__What to do__: Pull out every line below that contains the string "target", copying each one in full.

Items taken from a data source
━━━━

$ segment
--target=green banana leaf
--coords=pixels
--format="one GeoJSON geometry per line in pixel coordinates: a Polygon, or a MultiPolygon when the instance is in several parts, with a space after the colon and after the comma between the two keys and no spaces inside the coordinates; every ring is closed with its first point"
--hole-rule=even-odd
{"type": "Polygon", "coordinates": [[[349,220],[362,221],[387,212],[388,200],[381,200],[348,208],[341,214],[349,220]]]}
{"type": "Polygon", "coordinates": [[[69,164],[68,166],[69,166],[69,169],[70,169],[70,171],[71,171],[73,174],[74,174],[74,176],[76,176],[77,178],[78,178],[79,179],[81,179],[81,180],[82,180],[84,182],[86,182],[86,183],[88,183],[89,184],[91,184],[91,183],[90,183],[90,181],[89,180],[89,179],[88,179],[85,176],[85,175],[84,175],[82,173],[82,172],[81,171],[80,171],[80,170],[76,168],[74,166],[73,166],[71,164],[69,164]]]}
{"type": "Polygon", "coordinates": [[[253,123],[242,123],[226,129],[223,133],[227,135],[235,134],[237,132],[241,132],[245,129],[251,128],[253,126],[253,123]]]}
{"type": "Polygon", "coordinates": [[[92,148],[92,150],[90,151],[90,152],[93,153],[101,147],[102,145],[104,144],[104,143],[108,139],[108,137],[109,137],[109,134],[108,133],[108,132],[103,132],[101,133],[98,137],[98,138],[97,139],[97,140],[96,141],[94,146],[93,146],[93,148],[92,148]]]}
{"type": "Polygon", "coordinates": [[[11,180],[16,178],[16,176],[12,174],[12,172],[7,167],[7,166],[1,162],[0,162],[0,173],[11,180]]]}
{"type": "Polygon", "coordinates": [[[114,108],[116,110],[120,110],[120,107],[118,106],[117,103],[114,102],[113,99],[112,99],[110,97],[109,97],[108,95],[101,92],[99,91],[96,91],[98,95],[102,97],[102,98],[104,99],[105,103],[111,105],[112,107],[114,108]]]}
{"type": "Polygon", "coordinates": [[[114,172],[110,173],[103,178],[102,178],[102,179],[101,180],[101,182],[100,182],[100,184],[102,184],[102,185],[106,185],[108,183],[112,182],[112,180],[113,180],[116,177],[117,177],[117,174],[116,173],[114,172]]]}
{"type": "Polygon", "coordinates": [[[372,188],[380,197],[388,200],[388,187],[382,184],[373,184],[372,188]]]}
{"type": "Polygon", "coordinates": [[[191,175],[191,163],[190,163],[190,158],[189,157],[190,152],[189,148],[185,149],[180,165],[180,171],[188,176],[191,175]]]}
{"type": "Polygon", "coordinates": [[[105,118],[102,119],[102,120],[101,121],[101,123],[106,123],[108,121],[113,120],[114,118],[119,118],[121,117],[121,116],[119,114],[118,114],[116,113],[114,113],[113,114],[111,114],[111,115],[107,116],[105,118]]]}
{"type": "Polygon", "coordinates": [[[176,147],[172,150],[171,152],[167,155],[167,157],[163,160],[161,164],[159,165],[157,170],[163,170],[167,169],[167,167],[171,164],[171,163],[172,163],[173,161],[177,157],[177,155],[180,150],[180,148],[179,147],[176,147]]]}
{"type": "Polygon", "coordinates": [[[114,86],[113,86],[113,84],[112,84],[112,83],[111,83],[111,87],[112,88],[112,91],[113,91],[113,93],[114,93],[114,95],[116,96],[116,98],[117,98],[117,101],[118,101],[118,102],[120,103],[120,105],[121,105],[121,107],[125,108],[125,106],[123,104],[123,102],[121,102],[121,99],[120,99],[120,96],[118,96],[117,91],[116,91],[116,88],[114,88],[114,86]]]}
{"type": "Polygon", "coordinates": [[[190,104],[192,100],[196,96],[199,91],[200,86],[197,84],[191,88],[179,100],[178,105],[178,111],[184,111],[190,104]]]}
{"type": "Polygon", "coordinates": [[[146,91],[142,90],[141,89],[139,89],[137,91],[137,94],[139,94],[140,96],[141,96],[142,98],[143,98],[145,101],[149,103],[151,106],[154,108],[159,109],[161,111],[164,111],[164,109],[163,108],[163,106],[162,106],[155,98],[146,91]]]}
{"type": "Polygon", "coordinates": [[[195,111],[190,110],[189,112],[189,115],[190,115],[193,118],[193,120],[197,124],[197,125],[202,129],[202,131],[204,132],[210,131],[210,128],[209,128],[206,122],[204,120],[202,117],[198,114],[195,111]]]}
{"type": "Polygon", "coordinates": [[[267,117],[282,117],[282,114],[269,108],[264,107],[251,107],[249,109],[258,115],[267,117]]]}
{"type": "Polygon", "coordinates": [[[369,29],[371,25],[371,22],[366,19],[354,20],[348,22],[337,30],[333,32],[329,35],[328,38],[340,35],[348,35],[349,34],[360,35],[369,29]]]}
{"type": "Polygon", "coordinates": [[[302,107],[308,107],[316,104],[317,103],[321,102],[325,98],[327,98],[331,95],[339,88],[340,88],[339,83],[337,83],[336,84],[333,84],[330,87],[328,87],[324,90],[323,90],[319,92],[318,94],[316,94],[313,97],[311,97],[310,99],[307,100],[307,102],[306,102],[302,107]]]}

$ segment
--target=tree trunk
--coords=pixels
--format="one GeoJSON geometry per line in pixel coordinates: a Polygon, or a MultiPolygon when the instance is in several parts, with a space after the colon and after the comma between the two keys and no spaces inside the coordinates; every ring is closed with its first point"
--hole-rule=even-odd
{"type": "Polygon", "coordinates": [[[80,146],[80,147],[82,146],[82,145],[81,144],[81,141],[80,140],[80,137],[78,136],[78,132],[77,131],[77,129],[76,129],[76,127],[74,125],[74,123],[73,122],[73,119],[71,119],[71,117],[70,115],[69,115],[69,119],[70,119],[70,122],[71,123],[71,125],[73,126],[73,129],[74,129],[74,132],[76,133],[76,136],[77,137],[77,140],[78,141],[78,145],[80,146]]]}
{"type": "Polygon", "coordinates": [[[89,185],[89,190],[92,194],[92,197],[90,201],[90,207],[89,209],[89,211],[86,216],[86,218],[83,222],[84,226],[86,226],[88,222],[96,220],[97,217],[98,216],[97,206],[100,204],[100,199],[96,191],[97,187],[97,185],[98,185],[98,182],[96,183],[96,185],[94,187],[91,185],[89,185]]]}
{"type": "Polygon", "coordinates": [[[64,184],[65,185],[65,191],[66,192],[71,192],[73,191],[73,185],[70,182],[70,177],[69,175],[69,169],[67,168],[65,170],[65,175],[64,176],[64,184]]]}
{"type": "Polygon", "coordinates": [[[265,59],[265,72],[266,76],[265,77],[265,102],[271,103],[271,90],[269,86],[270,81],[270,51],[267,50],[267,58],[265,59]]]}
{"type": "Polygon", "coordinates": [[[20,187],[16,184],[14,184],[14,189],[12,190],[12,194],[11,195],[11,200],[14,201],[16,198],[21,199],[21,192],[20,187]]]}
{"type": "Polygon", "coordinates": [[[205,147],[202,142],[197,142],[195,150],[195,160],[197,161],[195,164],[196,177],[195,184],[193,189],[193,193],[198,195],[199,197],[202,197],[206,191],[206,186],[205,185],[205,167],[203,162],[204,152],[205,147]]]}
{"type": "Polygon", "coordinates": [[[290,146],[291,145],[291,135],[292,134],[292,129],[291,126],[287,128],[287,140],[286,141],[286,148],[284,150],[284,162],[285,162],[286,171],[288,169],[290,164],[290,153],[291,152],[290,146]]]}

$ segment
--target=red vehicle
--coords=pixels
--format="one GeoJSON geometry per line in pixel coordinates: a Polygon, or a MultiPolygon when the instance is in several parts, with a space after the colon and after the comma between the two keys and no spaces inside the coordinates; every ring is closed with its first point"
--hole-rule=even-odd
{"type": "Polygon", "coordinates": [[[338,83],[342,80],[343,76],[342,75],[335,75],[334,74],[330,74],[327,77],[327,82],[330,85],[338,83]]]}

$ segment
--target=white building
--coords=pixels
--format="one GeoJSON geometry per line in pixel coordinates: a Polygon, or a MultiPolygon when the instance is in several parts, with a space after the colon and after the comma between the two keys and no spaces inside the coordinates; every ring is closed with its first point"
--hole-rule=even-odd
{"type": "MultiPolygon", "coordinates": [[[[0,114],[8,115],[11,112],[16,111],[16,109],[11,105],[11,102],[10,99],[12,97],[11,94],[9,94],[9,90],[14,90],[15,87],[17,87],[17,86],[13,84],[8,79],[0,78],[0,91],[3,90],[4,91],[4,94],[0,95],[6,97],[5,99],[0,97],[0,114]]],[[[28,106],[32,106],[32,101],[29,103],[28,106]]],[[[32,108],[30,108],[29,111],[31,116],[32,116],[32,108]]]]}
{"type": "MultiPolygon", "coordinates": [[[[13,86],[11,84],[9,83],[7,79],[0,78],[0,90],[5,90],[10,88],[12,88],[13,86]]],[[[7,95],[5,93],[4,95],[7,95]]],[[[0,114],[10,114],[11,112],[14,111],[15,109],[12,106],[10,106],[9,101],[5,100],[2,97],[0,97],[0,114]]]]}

━━━━

__Response to this exercise__:
--target=green banana leaf
--target=tree trunk
--target=red vehicle
--target=white building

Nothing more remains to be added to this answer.